YOUR GOAL:
Put the lines of the entries below into a Markdown table with the columns Row and Content, starting at the line that contains "of the dramatic" and ending at the line that contains "[978,370,1147,394]". Number each line in Row and leave out any blank lines.
# INPUT ROWS start
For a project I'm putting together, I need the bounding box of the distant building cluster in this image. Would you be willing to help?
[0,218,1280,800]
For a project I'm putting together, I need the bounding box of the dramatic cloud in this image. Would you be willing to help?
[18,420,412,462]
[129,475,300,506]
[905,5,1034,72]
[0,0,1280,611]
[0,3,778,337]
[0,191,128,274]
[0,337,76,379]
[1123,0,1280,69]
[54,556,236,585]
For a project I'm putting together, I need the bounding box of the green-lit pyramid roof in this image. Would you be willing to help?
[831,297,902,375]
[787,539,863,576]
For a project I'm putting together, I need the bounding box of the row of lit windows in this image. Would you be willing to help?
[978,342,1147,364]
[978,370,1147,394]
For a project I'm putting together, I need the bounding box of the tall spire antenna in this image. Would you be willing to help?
# INPUT ROWS end
REPLY TO THE EXERCISE:
| Row | Content |
|---|---|
| 1 | For a project I'm putting together, I need the bounding box of the dramatic cloud in this image. Would you be willing to help? |
| 2 | [18,420,412,462] |
| 3 | [129,475,300,506] |
| 4 | [905,5,1034,72] |
| 5 | [0,0,1280,611] |
| 6 | [0,3,778,337] |
| 7 | [0,191,128,274] |
| 8 | [0,337,76,379] |
| 9 | [1123,0,1280,69] |
| 10 | [54,556,236,585] |
| 11 | For a project I'm putting together, I need the bounding box of the green-lit pyramid roof in this image. Would you be willing to help? |
| 12 | [831,297,902,375] |
| 13 | [787,539,863,576] |
| 14 | For a project I'm putting together, I need the bounding box of the row of lit windows in this image. Would you be willing to help? |
| 15 | [978,342,1147,364] |
| 16 | [978,370,1147,394] |